Quote all of the entries word for word.

===

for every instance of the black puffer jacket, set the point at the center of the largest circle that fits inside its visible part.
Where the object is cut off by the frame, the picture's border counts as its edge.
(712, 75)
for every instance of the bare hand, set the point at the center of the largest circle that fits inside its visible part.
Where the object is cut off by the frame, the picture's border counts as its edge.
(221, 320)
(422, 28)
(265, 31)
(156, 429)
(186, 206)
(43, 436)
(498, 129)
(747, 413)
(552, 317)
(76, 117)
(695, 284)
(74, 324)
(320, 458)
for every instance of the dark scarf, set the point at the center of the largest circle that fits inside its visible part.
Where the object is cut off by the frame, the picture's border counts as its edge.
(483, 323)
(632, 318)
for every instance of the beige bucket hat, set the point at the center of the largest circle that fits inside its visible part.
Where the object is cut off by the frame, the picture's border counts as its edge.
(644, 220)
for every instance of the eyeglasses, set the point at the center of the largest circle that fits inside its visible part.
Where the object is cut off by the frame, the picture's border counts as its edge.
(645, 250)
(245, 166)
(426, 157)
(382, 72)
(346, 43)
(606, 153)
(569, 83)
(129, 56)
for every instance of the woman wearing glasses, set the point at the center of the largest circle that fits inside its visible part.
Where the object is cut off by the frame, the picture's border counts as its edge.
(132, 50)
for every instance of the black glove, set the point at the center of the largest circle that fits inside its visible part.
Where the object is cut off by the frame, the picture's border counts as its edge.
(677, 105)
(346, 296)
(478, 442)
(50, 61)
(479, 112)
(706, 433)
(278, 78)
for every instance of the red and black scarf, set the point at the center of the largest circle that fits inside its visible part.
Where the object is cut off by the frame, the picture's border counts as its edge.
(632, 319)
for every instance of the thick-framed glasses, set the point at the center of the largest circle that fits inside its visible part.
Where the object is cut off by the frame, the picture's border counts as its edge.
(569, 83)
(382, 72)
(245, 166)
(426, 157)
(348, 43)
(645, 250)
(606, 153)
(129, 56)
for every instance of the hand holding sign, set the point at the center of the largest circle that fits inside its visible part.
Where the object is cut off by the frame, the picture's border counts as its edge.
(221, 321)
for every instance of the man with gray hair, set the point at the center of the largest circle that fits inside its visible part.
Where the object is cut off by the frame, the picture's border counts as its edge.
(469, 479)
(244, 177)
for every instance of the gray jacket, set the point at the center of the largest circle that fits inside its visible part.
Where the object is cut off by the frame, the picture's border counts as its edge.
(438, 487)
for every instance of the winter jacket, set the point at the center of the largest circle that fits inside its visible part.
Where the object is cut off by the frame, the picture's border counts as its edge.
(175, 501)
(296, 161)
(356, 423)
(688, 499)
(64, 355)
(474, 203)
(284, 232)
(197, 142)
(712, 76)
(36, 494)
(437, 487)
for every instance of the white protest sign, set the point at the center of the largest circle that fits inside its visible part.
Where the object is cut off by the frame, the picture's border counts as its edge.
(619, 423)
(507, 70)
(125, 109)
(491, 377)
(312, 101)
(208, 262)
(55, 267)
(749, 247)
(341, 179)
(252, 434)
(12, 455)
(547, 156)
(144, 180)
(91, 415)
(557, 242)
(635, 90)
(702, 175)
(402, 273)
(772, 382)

===

● **FINAL RESULT**:
for every instance of the black puffer jacket, set the point at the center of the largest circle that fits inside its visible part.
Where the object is cut off by the frame, the picture's border counts as its edge.
(712, 75)
for every instance of the bare hand, set the point at the center of the largest circle that fits inside its visible part.
Where the object is cut off by the frame, the picture's border counts as its edge.
(221, 320)
(422, 28)
(265, 31)
(156, 429)
(186, 206)
(43, 436)
(498, 129)
(747, 413)
(552, 317)
(76, 117)
(695, 284)
(74, 324)
(320, 458)
for every instance of the dark scarf, set the point at the center of the largest circle that fits inside its visible part.
Where the object is cut off by the frame, the picture's border counts as its edge.
(483, 323)
(632, 318)
for every instance of the beige bucket hat, set the point at the center of the largest circle that fits inside its visible part.
Where the object is cut off by the frame, the picture's border counts as its edge.
(644, 220)
for every instance of the eyeglasses, set the point at the center of the largest circle that fits inside its visible part.
Where the object is cut off by the frame, the picture's border counts as its edge.
(645, 250)
(245, 166)
(426, 157)
(382, 72)
(346, 43)
(606, 153)
(569, 83)
(129, 56)
for every instance of the woman wearing glasses, set the point at the center of the largest circle that fits inside its visible part.
Where the object is cut off by the frame, the picture's border counts as its edge.
(132, 50)
for every instance of the black glove, set the point at the center of the largest circle that fits inside its visible part.
Where the object is cut off by the frame, the picture's border counts as its edge.
(677, 105)
(346, 296)
(478, 442)
(50, 61)
(479, 112)
(706, 433)
(278, 78)
for every instance of the red and black scarf, set the point at the center of the largest circle that fits inside its visible part.
Where the object is cut off by the frame, the picture's border counts as its edge.
(632, 319)
for every instance of the thick-framed glasses, set the point at the center of the largest circle that fits inside its visible part.
Where the object is cut off by the frame, the picture's border counts as its edge.
(569, 83)
(382, 72)
(245, 166)
(426, 157)
(348, 43)
(645, 250)
(606, 153)
(129, 56)
for every instance of the hand holding sign, set the point at the center of the largest circle that fits inside its visible part.
Where the object is cut off by the frame, the picture's border counts as its edge.
(221, 321)
for every instance of the man with gray hair, set the point at the center of the largest circle that fits inside its visible part.
Where the object is cut off by the frame, the picture's border counts as its edge.
(469, 479)
(244, 177)
for every instance of the gray jacket, set the point at the center of the largest circle that fits inside its visible part.
Where the object is cut off by the frame, the picture's border counts as its edge.
(438, 487)
for every instance of the winter jacket, set the point at the center of the largest circle that fits inside its visible part.
Where the object is cut off by the frame, the picture's border counts as its edge.
(175, 501)
(296, 161)
(356, 423)
(688, 499)
(64, 355)
(474, 203)
(284, 232)
(197, 142)
(712, 76)
(36, 494)
(437, 487)
for every instance of the white protest sign, set the point at the center of the largest circle that fits inside its visible part.
Where the object is cut off by the frame, the picture's border counts as its edge.
(619, 423)
(507, 70)
(125, 109)
(491, 377)
(312, 101)
(208, 262)
(55, 267)
(749, 247)
(341, 179)
(252, 434)
(12, 455)
(547, 156)
(144, 180)
(91, 415)
(557, 242)
(635, 90)
(702, 175)
(402, 273)
(772, 382)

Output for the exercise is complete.